EXTRACTED DATA>
---+---

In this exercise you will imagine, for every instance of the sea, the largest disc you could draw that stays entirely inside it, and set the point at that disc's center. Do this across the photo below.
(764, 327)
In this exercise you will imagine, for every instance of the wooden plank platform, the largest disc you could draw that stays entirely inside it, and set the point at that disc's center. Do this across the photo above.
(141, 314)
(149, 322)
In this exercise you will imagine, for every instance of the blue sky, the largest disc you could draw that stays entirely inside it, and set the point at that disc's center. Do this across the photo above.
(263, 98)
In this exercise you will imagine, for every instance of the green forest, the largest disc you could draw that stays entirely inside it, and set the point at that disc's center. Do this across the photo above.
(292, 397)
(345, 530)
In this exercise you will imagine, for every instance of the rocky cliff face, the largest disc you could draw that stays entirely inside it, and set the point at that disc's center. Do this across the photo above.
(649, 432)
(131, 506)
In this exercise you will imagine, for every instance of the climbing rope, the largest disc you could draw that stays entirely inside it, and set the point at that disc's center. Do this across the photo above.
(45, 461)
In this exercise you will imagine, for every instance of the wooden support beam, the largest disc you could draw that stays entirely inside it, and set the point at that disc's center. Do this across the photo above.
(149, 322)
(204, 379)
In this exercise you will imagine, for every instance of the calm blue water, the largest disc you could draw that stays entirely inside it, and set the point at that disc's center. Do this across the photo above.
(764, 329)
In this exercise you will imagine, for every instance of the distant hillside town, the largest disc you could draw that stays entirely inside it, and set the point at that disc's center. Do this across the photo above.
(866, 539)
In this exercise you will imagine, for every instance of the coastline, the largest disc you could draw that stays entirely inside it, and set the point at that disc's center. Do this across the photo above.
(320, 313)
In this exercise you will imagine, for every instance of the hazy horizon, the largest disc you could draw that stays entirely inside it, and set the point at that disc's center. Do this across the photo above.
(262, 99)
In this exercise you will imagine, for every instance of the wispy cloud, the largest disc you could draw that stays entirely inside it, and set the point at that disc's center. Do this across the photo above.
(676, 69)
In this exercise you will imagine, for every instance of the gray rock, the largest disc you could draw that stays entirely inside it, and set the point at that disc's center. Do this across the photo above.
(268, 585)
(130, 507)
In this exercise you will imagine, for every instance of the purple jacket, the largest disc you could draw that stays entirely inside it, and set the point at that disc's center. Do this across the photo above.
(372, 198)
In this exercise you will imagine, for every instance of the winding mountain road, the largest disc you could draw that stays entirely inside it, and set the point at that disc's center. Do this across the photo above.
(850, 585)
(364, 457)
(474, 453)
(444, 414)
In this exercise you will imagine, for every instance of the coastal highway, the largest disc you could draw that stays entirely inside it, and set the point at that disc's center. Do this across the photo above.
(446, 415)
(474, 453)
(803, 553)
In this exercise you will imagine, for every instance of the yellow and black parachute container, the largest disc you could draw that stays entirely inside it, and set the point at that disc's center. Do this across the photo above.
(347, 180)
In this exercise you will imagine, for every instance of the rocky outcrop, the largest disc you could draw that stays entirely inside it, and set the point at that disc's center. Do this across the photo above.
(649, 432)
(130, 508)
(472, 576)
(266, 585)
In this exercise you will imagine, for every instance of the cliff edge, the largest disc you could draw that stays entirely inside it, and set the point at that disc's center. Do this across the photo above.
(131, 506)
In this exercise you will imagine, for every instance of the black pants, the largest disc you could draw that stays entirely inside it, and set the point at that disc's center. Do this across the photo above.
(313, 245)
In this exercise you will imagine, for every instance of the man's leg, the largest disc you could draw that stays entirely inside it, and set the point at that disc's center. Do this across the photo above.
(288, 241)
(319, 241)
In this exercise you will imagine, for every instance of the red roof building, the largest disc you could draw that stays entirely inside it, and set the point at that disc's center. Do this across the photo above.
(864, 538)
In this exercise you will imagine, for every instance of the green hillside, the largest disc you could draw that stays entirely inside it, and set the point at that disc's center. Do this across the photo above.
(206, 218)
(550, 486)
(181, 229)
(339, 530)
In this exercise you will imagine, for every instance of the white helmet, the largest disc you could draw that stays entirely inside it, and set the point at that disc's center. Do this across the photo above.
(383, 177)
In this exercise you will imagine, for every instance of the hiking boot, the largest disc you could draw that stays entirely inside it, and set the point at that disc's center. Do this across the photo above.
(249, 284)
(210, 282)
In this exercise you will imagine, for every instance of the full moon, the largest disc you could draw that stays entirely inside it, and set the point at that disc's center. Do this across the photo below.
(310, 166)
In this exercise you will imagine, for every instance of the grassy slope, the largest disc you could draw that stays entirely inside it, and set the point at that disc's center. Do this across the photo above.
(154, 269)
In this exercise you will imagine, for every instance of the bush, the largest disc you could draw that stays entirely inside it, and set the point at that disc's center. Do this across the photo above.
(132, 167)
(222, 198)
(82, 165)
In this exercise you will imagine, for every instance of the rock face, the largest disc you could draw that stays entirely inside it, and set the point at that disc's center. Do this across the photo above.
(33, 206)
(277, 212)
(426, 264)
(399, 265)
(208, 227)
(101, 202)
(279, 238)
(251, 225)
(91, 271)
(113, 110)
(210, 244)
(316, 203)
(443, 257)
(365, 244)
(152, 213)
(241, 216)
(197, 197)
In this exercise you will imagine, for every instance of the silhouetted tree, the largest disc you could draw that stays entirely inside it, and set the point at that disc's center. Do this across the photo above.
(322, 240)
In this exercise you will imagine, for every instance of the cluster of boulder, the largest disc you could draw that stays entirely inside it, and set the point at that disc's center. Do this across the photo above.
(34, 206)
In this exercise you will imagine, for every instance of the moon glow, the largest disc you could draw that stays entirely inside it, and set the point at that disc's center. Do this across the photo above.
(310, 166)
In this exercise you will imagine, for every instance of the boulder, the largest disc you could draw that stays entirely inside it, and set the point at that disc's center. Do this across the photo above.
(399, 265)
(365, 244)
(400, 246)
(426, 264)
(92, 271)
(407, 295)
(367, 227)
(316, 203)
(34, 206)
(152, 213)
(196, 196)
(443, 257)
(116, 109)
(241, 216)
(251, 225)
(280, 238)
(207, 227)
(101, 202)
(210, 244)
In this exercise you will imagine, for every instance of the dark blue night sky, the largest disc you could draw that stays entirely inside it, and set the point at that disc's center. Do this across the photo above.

---+---

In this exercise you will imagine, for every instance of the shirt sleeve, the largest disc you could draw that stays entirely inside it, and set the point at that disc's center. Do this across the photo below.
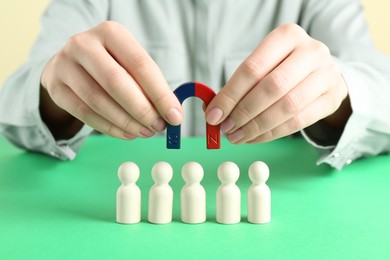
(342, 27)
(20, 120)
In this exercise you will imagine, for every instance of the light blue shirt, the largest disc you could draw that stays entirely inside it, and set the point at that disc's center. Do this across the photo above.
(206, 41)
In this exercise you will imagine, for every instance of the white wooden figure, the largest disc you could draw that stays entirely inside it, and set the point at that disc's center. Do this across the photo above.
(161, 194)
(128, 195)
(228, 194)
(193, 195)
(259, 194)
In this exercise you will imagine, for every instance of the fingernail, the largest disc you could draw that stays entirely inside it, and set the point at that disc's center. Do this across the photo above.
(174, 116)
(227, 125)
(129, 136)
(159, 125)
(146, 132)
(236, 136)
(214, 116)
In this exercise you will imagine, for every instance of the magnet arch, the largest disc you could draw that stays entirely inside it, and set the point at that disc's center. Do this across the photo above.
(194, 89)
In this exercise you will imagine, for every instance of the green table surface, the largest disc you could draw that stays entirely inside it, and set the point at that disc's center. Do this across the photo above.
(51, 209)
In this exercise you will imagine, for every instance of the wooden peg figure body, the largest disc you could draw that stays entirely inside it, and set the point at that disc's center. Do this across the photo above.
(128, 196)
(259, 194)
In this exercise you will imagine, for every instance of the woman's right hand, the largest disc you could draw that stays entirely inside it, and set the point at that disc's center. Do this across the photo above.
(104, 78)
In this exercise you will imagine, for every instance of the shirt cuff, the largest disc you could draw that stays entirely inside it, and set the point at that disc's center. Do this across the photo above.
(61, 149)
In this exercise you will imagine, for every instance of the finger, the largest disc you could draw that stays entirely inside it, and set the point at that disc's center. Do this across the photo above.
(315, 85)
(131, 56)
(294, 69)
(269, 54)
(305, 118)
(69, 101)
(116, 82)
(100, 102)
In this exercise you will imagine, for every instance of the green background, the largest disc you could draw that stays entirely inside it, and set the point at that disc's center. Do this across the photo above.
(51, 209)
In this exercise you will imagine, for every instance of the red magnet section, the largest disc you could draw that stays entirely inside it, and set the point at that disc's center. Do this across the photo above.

---+---

WHAT THIS TASK INVOLVES> Pick out each line in the data above that contains the word "moon" and copy those lines.

WORKED ANSWER>
In this exercise you will imagine, for every instance of the full moon, the largest disc you could draw that stays entirely inside it, and set the point at that disc's center. Do this across the photo below.
In this exercise you will imagine, for every instance of the moon glow, the largest disc you could draw that stays entirely inside it, and set the point at that disc's center. Do this across the photo above.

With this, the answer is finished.